→ Records of labeled points
+===+
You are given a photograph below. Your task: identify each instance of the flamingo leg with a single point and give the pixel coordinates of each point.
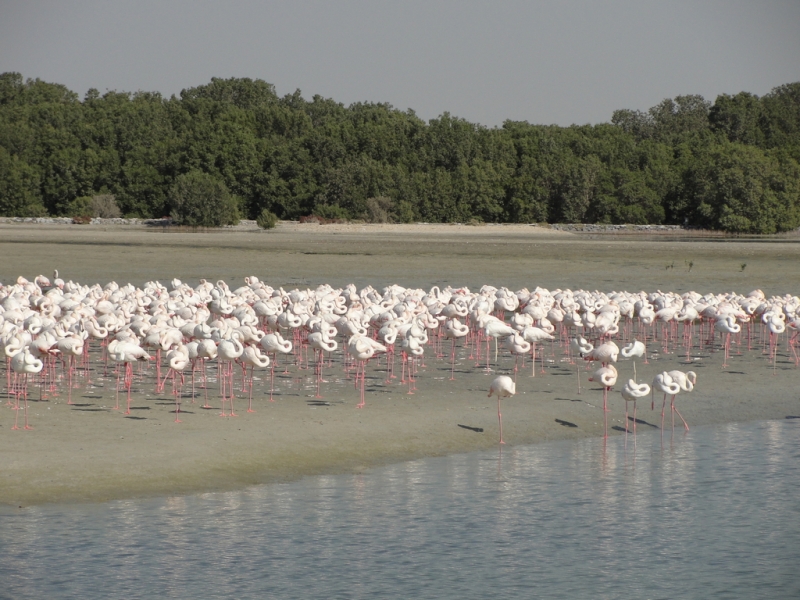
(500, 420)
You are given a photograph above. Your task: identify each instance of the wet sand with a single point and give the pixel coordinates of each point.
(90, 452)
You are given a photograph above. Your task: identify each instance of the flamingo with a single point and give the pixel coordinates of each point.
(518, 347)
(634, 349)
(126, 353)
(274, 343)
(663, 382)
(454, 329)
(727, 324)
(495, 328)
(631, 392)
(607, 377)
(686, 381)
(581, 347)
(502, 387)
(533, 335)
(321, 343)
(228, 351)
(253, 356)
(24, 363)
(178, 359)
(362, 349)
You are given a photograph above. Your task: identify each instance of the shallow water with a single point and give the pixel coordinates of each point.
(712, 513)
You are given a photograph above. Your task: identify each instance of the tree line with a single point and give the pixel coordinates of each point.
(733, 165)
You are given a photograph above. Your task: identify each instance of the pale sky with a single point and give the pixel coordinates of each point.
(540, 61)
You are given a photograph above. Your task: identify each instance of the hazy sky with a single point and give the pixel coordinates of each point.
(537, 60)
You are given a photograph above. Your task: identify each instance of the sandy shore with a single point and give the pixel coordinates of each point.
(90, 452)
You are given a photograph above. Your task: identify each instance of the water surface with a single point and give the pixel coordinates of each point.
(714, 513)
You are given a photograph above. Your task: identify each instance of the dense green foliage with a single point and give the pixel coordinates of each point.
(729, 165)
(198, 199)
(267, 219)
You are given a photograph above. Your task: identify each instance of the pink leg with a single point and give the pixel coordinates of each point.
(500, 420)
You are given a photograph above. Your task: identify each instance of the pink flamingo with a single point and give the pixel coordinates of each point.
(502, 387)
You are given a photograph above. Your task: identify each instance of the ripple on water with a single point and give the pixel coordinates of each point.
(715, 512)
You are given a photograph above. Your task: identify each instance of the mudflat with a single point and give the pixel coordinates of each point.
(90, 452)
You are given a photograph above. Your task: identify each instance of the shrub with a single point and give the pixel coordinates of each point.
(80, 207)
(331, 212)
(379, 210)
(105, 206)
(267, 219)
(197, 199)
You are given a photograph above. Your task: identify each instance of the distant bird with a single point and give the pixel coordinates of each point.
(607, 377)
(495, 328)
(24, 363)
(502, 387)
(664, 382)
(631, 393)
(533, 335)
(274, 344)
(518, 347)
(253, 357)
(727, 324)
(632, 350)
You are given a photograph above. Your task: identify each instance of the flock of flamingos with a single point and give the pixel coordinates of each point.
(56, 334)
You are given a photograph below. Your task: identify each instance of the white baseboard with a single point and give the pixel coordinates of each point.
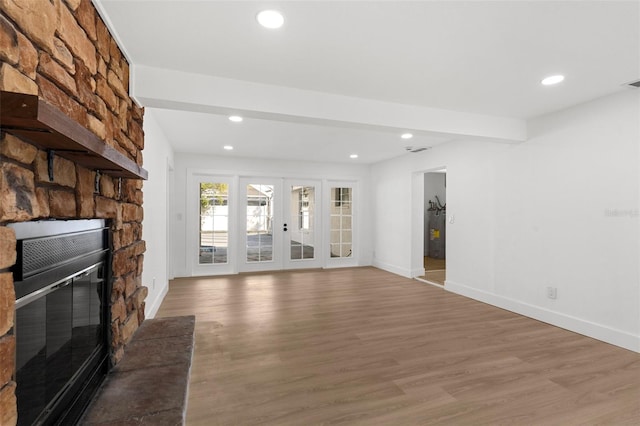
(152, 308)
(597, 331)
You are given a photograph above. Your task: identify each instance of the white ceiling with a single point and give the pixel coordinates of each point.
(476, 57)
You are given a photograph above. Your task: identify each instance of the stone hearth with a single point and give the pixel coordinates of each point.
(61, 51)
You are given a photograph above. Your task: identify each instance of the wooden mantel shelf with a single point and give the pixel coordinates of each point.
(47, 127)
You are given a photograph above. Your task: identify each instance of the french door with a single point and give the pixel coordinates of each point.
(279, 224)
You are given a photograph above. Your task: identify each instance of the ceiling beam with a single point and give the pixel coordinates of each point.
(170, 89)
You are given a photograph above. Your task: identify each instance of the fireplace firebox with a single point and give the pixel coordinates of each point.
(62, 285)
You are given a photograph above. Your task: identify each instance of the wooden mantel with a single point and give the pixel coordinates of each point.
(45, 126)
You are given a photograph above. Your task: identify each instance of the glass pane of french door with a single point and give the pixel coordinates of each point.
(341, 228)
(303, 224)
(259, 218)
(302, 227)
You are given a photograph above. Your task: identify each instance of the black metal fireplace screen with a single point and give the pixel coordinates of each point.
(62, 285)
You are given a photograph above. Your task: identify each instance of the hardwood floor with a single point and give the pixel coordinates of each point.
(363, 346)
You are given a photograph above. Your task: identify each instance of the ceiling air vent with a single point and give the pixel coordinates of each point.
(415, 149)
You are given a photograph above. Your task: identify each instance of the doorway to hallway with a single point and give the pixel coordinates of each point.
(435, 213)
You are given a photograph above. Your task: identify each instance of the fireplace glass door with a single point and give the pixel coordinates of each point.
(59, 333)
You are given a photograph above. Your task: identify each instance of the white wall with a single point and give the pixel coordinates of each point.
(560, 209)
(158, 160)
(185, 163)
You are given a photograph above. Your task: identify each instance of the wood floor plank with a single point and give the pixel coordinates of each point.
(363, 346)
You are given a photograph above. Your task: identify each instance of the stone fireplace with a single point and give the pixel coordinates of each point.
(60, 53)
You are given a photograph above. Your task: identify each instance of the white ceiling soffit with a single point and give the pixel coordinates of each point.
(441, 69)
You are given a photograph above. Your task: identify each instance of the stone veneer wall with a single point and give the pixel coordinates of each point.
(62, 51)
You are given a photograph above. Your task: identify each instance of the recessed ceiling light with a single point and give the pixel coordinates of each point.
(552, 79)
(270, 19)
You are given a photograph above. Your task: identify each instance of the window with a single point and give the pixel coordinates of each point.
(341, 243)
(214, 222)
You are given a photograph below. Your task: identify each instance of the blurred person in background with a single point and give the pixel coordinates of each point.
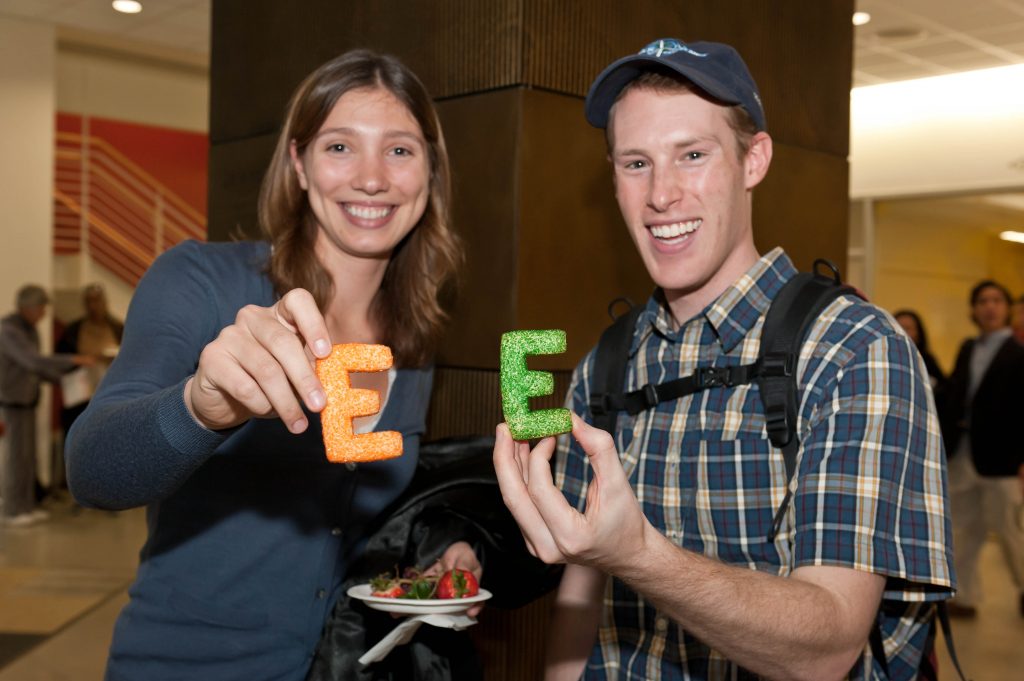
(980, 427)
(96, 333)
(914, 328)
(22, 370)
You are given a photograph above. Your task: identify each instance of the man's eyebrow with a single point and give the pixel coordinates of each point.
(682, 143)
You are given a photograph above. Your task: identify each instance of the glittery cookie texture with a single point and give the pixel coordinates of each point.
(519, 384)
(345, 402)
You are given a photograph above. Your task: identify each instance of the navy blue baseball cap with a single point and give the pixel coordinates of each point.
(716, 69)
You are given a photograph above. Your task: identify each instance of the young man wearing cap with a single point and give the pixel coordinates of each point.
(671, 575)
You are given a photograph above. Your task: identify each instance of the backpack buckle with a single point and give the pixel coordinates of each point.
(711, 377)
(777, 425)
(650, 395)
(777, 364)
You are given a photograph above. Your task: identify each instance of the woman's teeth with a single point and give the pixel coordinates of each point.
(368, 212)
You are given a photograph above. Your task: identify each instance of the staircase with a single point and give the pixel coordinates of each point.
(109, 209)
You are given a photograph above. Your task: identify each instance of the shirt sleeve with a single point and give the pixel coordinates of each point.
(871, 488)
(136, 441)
+===+
→ REQUIRED TASK
Pictures are to be left out; otherwise, copy exactly each line from the one containing "of the window" through the last line of the listing.

→ SOLUTION FOR THIS TASK
You are given a photograph above. Your task: identify each instance of the window with a single point and give the pixel coordinates of each point.
(341, 243)
(214, 222)
You are given a photograph below. Your task: identify each instance of the blurred person in background with a single point and give the pixel coordinates of each point.
(980, 427)
(96, 333)
(914, 328)
(22, 370)
You are given a photograph above. Your task: identify each instance of the man's eyebrow with a single point and give the pixel coordinates of each point.
(682, 143)
You are given a photograph above. Your task: identify each instance of the glittery cookie texture with a single point and give the pixel coordinates of each point.
(519, 384)
(345, 402)
You are given a photograph above. Your task: identify each instance of the navy blue baseball cap with a single point and give the pixel coordinates of each point.
(716, 69)
You are given a photograph above. Your task: identify each instance of the young man wearing cap with a single point and give the pixel coordinates of each point.
(671, 575)
You are given a photograph above. Your task: identify each instance of the backpack buckle with a single point and give the pixel coordinates of each point.
(711, 377)
(777, 425)
(650, 395)
(777, 364)
You are given a photograph above. Your task: identify each instance of the woman's teeth with a single point and give the pixel coordinates of each point.
(368, 212)
You are given a photograph above. Your task: identify each instance of the staircase with a single point and give the pixel coordinates of each point.
(109, 209)
You are given a photograph above. Your task: identify each instance of the shirt sleeve with a single point and give the pixel coordinates of each point.
(871, 488)
(136, 441)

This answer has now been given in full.